▶ Exercise materials:
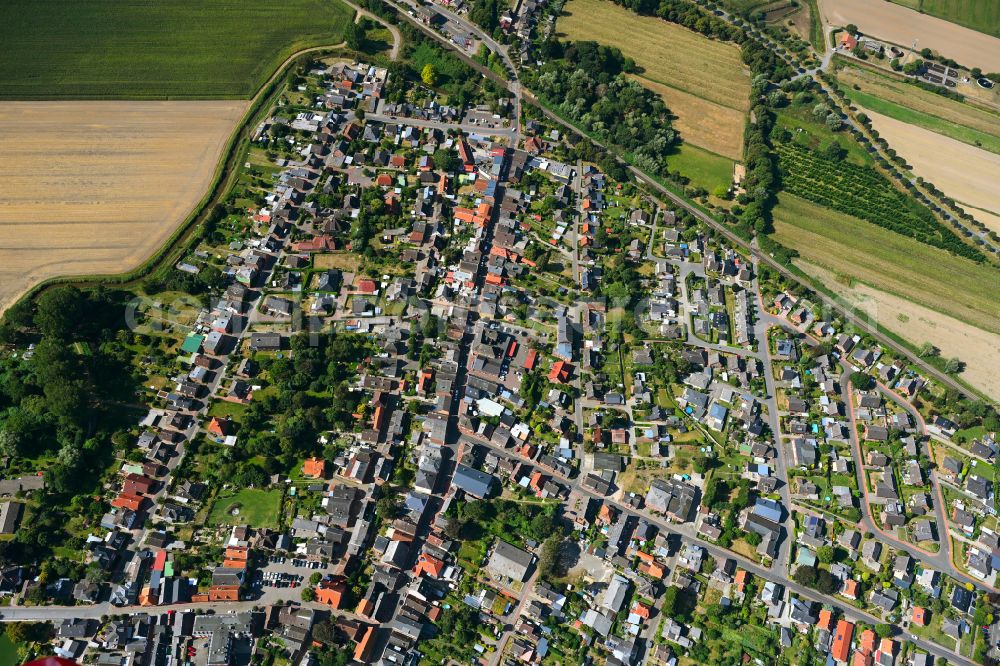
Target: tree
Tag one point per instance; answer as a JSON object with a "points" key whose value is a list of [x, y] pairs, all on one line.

...

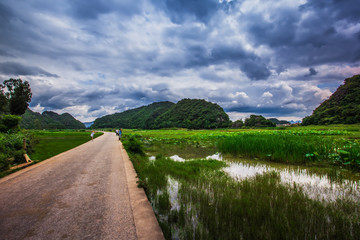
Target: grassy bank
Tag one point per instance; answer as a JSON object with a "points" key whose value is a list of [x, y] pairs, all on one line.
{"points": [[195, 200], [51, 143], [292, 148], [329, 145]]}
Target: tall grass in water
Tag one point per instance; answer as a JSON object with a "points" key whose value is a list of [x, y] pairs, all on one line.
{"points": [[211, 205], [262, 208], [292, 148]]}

* * *

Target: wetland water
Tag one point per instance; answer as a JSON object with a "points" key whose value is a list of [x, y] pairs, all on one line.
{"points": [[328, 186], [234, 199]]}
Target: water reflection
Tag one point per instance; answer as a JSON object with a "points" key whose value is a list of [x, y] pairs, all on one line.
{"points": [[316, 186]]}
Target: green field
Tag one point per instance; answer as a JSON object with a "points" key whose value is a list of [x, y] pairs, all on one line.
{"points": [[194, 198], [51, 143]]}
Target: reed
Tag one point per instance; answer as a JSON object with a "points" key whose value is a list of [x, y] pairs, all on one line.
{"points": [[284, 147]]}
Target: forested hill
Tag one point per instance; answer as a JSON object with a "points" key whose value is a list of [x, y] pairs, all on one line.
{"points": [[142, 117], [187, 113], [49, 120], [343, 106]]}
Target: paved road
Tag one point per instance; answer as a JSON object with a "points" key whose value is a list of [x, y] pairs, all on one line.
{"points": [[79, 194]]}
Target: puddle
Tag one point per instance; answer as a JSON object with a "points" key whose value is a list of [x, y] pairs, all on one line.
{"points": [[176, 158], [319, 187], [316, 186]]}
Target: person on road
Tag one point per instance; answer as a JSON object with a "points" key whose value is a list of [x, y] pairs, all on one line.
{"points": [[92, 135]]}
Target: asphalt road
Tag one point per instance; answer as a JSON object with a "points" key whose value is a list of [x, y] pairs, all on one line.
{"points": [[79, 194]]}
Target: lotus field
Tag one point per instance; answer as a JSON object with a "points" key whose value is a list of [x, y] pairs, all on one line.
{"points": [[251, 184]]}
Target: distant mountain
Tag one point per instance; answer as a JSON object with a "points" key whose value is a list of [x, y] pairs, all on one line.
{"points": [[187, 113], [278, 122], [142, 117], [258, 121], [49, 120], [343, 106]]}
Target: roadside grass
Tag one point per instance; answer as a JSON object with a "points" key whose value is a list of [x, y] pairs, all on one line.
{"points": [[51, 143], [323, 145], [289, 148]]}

▶ What is needed: Throughout the material above, find lines holding the word "field", then copy them.

▶ Written response:
Target: green field
Target: lotus field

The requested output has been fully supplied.